Your tasks:
1 - Duplicate the passage from the thread about paying others to play games, between "What ever happened to playing" and "in chat rooms?", inclusive.
2 - In the thread about paying others to play games, why does the World of Warcraft point say about 2000 characters would be needed for full coverage? Answer in one to three sentences.

Selected extract:
What ever happened to playing games because they were fun?

Full disclosure: I never really understood the pay-someone-to-play-a-game-for-
me-that-I-also-paid-for business. Are people so busy these days they don't
even have time to play video games so they must pay other people to do this?

What ever happened to meeting up in chat rooms?

------
Lewisham
Hi daeken, I'm a games researcher and perhaps too heavy of a game player.

While I largely agree with the people who have mentioned "why don't they just
buy gold?", and I somewhat agree with your stance that there are people that
won't do this, I can't help but wonder who you are serving and how you intend
to do it.

* World of Warcraft currently runs 500+ servers. You'll need characters in very specific level ranges. A level 80 that needs to run with a level 20, even if completely unequipped, will still cakewalk the encounter. Assuming you need to be within say, 20 levels of any character, that means you need at least 4 characters per server, which means 2000 characters on tap, if you want full coverage.

(A series of records)
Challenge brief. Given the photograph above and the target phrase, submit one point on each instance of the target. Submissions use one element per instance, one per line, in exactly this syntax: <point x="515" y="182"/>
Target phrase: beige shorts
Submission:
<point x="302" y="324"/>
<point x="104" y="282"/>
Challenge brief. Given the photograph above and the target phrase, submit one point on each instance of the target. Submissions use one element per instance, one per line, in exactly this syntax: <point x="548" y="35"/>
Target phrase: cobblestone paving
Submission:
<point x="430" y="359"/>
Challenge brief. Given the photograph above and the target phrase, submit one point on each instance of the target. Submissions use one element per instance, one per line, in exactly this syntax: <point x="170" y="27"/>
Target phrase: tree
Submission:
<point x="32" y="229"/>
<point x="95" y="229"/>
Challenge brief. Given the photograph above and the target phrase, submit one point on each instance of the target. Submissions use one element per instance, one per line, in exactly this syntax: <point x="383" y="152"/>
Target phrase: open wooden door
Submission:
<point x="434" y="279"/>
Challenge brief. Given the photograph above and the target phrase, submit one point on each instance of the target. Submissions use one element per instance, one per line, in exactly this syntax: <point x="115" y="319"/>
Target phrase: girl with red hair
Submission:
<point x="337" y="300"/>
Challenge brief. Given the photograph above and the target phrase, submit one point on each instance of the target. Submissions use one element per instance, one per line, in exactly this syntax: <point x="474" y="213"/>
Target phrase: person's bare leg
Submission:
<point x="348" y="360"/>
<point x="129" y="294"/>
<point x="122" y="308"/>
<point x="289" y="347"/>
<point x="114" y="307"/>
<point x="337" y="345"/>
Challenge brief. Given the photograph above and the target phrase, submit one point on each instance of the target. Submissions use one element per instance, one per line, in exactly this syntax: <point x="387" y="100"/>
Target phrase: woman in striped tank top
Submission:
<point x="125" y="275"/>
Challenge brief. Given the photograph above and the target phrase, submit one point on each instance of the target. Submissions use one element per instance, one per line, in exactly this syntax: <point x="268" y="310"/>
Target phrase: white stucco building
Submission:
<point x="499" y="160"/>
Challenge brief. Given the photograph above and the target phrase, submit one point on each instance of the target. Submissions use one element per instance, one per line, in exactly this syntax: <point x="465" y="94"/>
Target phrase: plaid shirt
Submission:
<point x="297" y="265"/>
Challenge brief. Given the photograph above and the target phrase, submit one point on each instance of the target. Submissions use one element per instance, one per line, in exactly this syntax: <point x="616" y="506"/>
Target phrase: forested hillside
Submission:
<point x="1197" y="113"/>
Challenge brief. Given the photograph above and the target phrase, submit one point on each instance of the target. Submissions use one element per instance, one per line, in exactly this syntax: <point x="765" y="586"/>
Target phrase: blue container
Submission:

Answers by task:
1 -
What ever happened to playing games because they were fun?

Full disclosure: I never really understood the pay-someone-to-play-a-game-for-
me-that-I-also-paid-for business. Are people so busy these days they don't
even have time to play video games so they must pay other people to do this?

What ever happened to meeting up in chat rooms?

2 - A high-level character paired with a much lower one, such as a level 80 with a level 20, would cakewalk the encounter. If characters need to be within about 20 levels of each other, at least 4 are needed per server. Across 500+ servers, that comes to 2000 characters.